[Brief A] Decide whether each statement agrees with the court order excerpt: (i) the plaintiff is represented by counsel; (ii) the motion to compel and for sanctions is ECF No. 79; (iii) at least one of the plaintiff's motions is granted. Answer yes or no for each and quote the deciding words of the excerpt.
[Brief B] Return everything in the court order excerpt from "Plaintiff is a" down to "motions is denied.".
╭─ Text excerpt
EDMUND F. BRENNAN, Magistrate Judge.
Plaintiff is a state prisoner proceeding without counsel in an action brought under 42 U.S.C. § 1983. He has filed a motion to compel and for sanctions (ECF No. 79) and a motion to appoint counsel and a medical expert (ECF No. 80). In addition, he has filed a request for an order directing prison staff to provide deposition accommodations. ECF No. 81. For the reasons stated hereafter, each of these motions is denied.
╰─
╭─ Supplied entries
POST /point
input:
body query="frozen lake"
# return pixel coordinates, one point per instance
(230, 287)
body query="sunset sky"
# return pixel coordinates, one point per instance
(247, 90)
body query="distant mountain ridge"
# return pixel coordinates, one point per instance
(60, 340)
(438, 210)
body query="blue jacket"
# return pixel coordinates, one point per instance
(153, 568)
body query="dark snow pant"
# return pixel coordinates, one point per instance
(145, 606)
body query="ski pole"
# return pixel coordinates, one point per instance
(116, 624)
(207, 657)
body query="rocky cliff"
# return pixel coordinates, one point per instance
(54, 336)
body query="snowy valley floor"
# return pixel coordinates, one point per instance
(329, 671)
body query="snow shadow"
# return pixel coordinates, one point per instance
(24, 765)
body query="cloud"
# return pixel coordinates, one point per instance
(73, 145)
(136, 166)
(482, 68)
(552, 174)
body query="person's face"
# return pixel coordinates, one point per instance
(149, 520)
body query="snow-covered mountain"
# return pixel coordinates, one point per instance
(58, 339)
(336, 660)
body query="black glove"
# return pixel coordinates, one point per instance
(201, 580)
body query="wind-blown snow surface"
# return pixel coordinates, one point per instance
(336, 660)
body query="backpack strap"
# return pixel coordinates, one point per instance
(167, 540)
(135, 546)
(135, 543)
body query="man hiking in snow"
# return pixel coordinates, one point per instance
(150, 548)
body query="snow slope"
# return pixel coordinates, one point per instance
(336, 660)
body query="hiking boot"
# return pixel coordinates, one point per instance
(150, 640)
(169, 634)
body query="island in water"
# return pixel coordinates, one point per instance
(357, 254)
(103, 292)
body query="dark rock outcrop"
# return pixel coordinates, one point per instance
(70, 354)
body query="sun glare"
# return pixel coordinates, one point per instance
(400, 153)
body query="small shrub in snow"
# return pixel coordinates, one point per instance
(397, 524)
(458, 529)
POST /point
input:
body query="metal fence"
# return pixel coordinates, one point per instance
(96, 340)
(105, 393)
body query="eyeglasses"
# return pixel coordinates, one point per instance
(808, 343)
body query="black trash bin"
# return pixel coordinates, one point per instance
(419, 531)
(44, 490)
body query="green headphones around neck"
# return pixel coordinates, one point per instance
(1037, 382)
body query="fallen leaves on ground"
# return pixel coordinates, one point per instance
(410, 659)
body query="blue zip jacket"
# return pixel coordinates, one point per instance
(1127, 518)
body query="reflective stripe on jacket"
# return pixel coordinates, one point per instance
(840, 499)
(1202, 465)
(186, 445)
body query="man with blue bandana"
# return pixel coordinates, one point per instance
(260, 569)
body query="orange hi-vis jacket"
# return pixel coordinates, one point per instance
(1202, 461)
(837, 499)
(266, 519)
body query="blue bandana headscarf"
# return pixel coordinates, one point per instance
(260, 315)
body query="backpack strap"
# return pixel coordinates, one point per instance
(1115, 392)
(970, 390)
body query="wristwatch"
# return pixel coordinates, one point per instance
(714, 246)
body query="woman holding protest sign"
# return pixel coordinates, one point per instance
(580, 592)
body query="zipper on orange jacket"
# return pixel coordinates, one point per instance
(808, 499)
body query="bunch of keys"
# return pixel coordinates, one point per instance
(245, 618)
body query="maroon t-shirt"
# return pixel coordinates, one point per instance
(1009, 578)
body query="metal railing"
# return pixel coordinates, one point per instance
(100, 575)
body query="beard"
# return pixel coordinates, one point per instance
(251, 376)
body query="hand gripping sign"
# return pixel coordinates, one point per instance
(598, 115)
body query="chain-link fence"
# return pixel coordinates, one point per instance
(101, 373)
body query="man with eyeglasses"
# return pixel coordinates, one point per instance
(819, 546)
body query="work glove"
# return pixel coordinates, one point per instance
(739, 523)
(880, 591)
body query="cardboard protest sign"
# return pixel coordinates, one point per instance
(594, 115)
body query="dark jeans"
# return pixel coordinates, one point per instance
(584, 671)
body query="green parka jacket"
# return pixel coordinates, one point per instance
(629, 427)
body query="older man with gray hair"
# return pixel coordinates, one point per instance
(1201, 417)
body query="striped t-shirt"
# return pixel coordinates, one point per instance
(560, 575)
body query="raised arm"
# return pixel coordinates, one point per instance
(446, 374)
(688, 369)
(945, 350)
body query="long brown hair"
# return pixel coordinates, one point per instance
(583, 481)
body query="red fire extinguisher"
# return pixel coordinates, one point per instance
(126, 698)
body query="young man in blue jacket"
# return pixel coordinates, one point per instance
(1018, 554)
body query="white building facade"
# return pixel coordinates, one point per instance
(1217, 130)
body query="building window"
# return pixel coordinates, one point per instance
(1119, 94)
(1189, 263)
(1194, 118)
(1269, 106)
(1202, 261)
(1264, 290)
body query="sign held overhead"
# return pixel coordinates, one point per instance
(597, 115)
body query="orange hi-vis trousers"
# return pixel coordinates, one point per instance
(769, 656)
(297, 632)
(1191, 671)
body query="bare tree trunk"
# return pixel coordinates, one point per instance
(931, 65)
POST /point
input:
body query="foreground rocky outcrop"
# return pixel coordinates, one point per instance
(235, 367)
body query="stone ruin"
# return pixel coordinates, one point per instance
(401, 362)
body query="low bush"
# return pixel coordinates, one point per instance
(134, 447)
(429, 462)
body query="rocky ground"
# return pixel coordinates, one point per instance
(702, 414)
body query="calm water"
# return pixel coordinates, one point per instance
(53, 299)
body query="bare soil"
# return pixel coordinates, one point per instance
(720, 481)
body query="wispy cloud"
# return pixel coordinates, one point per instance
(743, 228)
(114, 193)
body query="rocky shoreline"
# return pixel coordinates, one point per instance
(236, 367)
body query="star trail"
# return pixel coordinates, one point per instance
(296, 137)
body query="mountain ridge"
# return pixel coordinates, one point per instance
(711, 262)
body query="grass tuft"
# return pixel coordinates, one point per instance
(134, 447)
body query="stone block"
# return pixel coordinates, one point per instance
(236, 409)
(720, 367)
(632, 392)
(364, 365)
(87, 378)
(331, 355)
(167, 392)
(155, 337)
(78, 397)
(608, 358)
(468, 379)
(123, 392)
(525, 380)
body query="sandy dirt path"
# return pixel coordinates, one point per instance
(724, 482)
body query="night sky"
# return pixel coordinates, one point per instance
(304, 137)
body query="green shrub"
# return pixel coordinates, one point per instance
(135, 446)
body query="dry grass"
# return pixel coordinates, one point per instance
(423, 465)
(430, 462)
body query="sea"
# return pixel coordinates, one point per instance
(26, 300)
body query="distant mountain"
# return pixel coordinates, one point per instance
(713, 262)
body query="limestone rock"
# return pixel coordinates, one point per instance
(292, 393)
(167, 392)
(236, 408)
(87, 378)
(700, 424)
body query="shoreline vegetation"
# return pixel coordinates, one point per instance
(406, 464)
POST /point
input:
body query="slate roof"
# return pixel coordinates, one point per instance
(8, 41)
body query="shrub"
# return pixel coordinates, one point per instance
╰─
[Exercise output A]
(i) No: "Plaintiff is a state prisoner proceeding without counsel"
(ii) Yes: "He has filed a motion to compel and for sanctions (ECF No. 79)"
(iii) No: "each of these motions is denied."

[Exercise output B]
Plaintiff is a state prisoner proceeding without counsel in an action brought under 42 U.S.C. § 1983. He has filed a motion to compel and for sanctions (ECF No. 79) and a motion to appoint counsel and a medical expert (ECF No. 80). In addition, he has filed a request for an order directing prison staff to provide deposition accommodations. ECF No. 81. For the reasons stated hereafter, each of these motions is denied.